Excerpt:
::::
For two decades, scientists have been comparing every person’s full set of DNA they study to a template that relies mostly on genetic material from one man affectionately known as “the guy from Buffalo.”
But they've long known that this template for comparison, or “reference genome,” has serious limits because it doesn't reflect the spectrum of human diversity.
“We need a really good understanding of the variations, the differences between human beings,” said genomics expert Benedict Paten of the University of California, Santa Cruz. “We’re missing out.”
Now, scientists are building a much more diverse reference that they call a “pangenome," which so far includes the genetic material of 47 people from various places around the world. It’s the subject of four studies published Wednesday in the journals Nature and Nature Biotechnology. Scientists say it's already teaching them new things about health and disease and should help patients down the road.
Paten said the new reference should help scientists understand more about what’s normal and what’s not. “It is only by understanding what common variation looks like that we’ll be able to say, ‘Oh, this big structural variation that affects this gene? Don’t worry about it,’” he said.
A human genome is the set of instructions to build and sustain a human being, and experts define a pangenome as a collection of whole genome sequences from many people that is designed to represent the genetic diversity of the human species. The pangenome is not a composite but a collection; scientists depict it as a rainbow of stacked genomes, compared with one line representing the older, single reference genome.
The Human Pangenome Project builds upon the first sequencing of a complete human genome, which was nearly completed more than two decades ago and finally finished last year. Paten, a pangenome study author and project leader, said 70% of that first reference genome came from an African American man with mixed African and European ancestry who answered an ad for volunteers in a Buffalo newspaper in 1997. About 30% came from a mix of around 20 people.
The pangenome contains material from 24 people of African ancestry, 16 from the Americas and the Caribbean, six from Asia and one from Europe.
Although any two people’s genomes are more than 99% identical, Paten said “it’s those differences that are the things that genetics and genomics is concerned with studying and understanding.”
It may take a while for patients to see concrete benefits from the research. But scientists said new insights should eventually make genetic testing more accurate, improve drug discovery and bolster personalized medicine, which uses someone’s unique genetic profile to guide decisions for preventing, diagnosing and treating disease.
::::
Data items:
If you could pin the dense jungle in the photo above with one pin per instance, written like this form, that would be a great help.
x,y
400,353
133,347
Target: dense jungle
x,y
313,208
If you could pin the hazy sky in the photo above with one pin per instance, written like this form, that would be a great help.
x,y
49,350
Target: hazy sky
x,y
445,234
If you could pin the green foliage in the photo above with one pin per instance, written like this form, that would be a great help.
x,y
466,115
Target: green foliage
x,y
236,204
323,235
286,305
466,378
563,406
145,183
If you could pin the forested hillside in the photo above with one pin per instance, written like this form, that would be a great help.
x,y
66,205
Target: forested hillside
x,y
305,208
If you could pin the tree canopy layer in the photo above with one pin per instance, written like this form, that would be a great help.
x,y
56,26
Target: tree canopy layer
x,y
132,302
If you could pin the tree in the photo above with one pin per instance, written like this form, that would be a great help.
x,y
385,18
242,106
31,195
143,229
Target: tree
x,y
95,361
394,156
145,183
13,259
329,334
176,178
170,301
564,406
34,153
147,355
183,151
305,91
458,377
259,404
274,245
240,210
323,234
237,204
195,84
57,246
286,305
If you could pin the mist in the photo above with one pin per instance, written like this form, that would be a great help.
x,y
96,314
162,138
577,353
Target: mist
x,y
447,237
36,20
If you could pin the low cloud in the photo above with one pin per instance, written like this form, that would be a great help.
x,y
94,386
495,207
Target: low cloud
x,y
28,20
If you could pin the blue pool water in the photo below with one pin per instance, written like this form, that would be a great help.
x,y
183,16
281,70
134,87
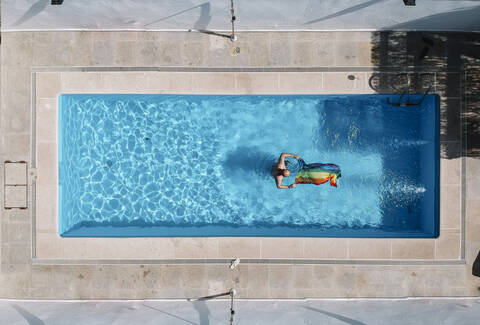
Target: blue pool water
x,y
195,165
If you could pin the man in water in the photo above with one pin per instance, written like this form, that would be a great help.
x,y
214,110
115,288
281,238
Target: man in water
x,y
280,171
316,173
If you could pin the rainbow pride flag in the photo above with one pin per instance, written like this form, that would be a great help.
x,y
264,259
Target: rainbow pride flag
x,y
317,173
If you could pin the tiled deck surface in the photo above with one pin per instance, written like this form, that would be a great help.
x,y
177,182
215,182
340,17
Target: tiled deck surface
x,y
431,267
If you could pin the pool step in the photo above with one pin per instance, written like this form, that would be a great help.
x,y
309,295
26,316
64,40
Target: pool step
x,y
15,192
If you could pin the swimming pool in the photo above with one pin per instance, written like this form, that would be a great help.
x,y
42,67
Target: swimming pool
x,y
197,165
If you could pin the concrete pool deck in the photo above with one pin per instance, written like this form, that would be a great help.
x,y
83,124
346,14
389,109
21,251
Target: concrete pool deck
x,y
36,66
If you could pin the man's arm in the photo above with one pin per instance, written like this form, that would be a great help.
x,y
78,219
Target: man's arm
x,y
283,155
280,186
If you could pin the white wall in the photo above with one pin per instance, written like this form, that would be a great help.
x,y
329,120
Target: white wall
x,y
444,15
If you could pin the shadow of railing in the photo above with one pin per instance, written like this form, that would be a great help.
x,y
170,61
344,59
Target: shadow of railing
x,y
452,56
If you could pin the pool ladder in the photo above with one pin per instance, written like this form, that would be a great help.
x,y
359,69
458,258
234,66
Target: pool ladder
x,y
405,91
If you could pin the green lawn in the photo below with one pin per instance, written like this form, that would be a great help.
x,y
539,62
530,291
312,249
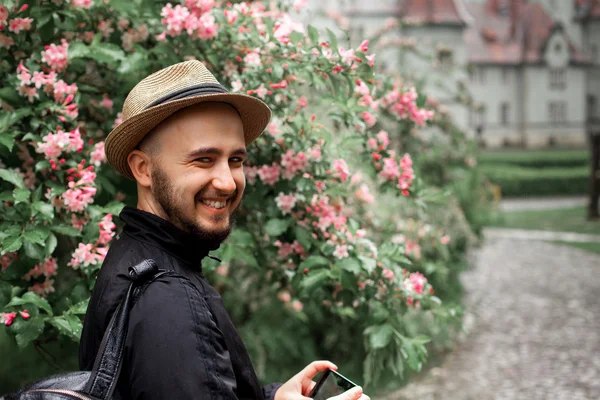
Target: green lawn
x,y
567,220
593,247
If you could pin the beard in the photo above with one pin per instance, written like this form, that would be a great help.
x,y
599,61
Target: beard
x,y
163,192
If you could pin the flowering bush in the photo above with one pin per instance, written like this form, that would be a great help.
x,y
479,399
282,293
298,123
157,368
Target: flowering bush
x,y
310,245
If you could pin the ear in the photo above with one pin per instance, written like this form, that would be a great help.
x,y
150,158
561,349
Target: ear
x,y
141,167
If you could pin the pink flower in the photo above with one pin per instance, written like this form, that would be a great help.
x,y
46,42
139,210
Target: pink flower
x,y
269,174
371,60
390,169
341,251
364,194
418,281
261,91
413,249
84,255
293,163
284,296
285,202
368,118
77,199
98,157
6,41
388,274
17,25
274,127
3,15
383,138
230,15
7,318
174,18
250,173
364,46
252,58
62,90
56,56
341,169
82,3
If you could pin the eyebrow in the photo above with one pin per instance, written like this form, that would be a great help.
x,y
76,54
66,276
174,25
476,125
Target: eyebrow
x,y
215,150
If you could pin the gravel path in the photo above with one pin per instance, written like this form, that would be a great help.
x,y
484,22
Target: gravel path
x,y
534,315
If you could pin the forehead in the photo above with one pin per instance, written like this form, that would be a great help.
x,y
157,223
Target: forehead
x,y
203,125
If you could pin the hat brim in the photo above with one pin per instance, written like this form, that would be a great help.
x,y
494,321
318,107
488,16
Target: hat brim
x,y
254,113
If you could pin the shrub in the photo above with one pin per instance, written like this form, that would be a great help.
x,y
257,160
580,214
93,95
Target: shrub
x,y
316,255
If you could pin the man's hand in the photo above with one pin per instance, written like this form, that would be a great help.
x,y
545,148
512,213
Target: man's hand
x,y
301,384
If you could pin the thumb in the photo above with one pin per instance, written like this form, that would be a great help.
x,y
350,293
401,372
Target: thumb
x,y
352,394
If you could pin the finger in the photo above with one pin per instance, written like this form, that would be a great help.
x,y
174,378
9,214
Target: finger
x,y
352,394
312,369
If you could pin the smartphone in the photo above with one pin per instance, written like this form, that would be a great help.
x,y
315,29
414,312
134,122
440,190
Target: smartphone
x,y
331,384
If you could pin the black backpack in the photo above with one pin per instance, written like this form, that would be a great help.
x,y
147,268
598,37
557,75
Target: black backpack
x,y
100,382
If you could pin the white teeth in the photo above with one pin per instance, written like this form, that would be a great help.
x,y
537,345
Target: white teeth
x,y
215,204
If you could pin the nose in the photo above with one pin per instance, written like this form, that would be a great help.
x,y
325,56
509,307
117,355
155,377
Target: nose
x,y
223,179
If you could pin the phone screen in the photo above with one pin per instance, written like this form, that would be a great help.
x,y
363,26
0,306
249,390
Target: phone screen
x,y
331,384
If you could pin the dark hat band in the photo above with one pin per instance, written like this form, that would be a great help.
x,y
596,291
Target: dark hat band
x,y
190,91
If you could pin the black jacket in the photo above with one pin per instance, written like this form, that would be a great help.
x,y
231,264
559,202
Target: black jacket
x,y
181,343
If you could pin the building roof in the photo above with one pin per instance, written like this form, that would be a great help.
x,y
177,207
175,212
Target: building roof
x,y
511,35
587,10
433,11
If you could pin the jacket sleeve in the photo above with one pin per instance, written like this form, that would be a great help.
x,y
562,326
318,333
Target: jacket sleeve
x,y
270,390
174,349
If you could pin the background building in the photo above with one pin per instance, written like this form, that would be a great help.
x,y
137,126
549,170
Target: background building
x,y
533,66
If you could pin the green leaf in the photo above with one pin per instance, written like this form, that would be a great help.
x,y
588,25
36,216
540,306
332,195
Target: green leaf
x,y
66,230
313,34
51,243
69,325
314,261
32,298
313,280
27,331
369,264
380,335
33,251
303,236
21,195
36,235
13,177
11,243
333,41
349,264
275,226
44,208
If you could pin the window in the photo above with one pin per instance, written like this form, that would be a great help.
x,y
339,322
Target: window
x,y
558,78
505,75
504,113
557,112
478,117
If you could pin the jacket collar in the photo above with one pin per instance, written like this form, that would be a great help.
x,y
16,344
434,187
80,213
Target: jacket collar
x,y
152,229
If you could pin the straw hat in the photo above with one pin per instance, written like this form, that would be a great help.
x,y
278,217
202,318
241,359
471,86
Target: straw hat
x,y
161,94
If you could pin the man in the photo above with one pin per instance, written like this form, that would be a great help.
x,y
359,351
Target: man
x,y
183,139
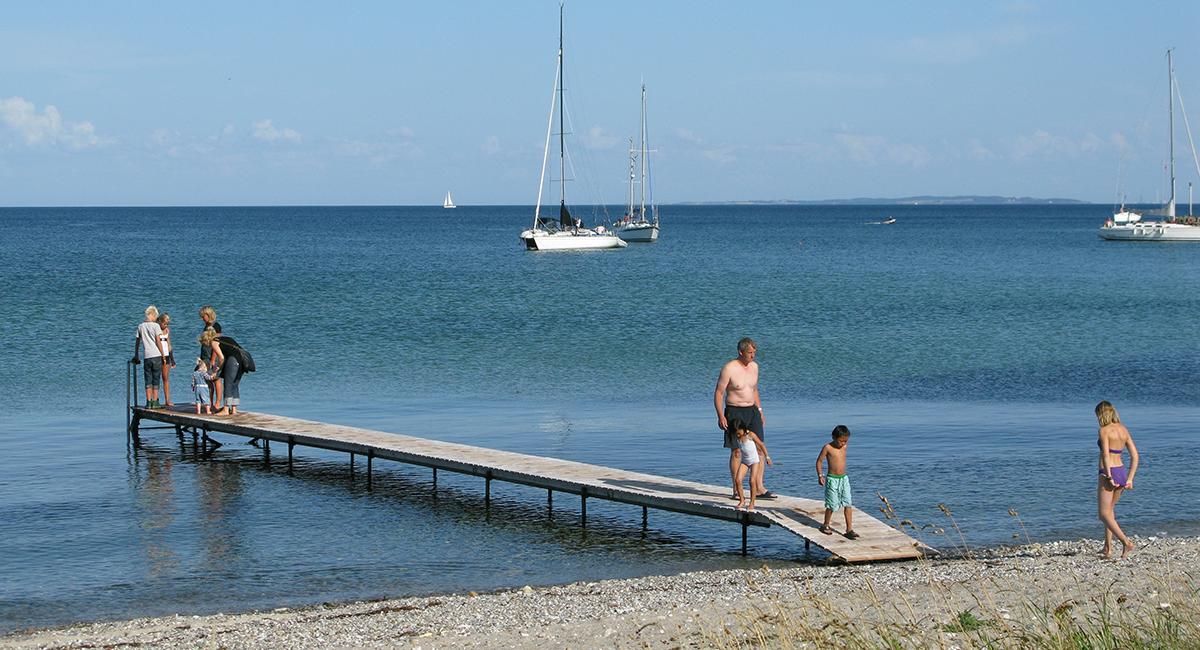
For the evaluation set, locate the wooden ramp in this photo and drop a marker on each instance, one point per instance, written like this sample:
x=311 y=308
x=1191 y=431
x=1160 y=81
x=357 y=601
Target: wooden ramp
x=799 y=516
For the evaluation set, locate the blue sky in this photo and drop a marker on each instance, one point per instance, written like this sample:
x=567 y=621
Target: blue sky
x=393 y=103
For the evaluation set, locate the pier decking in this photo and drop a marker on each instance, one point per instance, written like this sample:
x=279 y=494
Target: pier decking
x=802 y=517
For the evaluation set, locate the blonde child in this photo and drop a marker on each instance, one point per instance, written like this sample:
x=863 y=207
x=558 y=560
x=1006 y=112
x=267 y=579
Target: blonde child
x=750 y=446
x=201 y=379
x=1113 y=439
x=835 y=481
x=168 y=356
::::
Exercise description: Write the next part of the article on the human pangenome, starting after its final sentence. The records were drawn from a source separate from the article.

Exercise output:
“The Pangenome Project gives a more accurate representation of the genome of people from around the world," and should help doctors better diagnose genetic conditions, said clinical genetics expert Dr. Wendy Chung at Columbia University, who was not involved in the research.
If someone has a variation in a certain gene, it could be compared to the rainbow of references.
Study author Evan Eichler of the University of Washington said researchers will also learn more about genes already linked to problems, such as one tied to cardiovascular disease in African Americans.
“Now that we can actually sequence that gene in its entirety and we can understand the variation in that gene, we can start to go back to unexplained cases of patients with coronary heart disease" and look at them in light of the new knowledge, he said. Eichler is paid by the Howard Hughes Medical Institute, which also supports The Associated Press’s health and science department.
University of Minnesota plant genetics expert Candice Hirsch, who wasn't involved in the research but has closely followed the effort, said she expects many discoveries to flow from it. Until now, "we really have only been able to scratch the surface of understanding the genetics that underlies disease,” she said.
The consortium leading the research is part of the Human Genome Reference Program, which is funded by an arm of the U.S. National Institutes of Health.
The team is in the process of adding to the collection of reference genomes, with the goal of having sequences from 350 people by the middle of next year. Scientists are also hoping to work more with international partners, including those focusing on Indigenous populations.
“We're in it for the long game,” Paten said.